#### LISTING
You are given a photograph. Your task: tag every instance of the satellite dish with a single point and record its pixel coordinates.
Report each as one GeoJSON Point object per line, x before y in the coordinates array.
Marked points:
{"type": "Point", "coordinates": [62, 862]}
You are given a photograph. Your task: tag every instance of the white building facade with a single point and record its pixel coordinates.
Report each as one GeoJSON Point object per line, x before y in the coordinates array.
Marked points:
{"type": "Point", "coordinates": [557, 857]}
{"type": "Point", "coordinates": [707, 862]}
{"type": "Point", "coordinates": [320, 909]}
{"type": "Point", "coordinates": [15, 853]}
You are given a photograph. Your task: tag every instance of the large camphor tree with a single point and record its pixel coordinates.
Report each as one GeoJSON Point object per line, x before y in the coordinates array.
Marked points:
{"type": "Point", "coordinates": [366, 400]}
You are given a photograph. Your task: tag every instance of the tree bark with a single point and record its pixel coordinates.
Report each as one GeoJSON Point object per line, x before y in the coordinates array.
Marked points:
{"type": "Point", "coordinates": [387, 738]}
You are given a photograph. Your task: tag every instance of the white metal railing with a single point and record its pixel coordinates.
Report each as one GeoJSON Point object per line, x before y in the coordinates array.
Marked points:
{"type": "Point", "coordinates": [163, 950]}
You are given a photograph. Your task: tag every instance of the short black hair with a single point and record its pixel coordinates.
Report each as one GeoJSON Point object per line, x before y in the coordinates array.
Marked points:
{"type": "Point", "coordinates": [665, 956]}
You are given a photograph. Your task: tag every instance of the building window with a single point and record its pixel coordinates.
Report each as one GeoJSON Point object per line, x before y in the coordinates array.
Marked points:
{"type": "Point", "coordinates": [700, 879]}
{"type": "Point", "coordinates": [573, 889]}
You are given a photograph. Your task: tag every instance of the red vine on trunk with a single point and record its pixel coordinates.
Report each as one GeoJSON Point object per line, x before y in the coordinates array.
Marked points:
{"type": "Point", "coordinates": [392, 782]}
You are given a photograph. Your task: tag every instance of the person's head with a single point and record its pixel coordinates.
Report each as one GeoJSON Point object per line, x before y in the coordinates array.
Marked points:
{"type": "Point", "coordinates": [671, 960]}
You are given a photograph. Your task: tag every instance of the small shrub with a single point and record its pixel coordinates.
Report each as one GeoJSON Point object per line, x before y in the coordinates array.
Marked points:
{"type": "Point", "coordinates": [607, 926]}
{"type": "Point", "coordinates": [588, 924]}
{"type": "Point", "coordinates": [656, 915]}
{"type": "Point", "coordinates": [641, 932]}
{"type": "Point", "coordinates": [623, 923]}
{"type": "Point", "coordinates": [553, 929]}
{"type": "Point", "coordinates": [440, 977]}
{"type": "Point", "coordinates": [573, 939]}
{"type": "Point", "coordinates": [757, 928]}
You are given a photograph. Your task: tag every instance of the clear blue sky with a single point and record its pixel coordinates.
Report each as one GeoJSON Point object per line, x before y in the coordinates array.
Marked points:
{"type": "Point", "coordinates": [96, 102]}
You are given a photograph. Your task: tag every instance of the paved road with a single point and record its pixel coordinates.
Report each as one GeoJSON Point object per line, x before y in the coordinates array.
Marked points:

#### WHAT YOU SHOULD DO
Please rewrite the material, starting at the line that contains "of the person's" and ending at the end of the material, with "tag" replaced by "mark" and everything else unchanged.

#### OUTPUT BELOW
You are given a photograph. Your task: mark every instance of the person's head with a single point and record its pixel coordinates.
Report each as one GeoJSON Point object per line, x before y in the coordinates array.
Marked points:
{"type": "Point", "coordinates": [671, 960]}
You are given a photograph. Your task: mark every instance of the small shrub with a single point and record its pixel coordinates.
Report each as one GeoJSON Point object per line, x before y in the coordinates array.
Marked points:
{"type": "Point", "coordinates": [607, 926]}
{"type": "Point", "coordinates": [588, 924]}
{"type": "Point", "coordinates": [656, 915]}
{"type": "Point", "coordinates": [641, 932]}
{"type": "Point", "coordinates": [623, 923]}
{"type": "Point", "coordinates": [553, 929]}
{"type": "Point", "coordinates": [440, 977]}
{"type": "Point", "coordinates": [573, 939]}
{"type": "Point", "coordinates": [757, 928]}
You are given a photograph. Your task: mark every instance of the clear blue sky with a single point and record its pixel coordinates.
Report each as one GeoJSON Point object per line, x before y in the coordinates array.
Marked points:
{"type": "Point", "coordinates": [96, 102]}
You are given a photograph. Your task: mark every instance of the paved road with a single point and record its pixel coordinates.
Report each as one GeoJSON Point object per line, x before y in the coordinates array.
Marked points:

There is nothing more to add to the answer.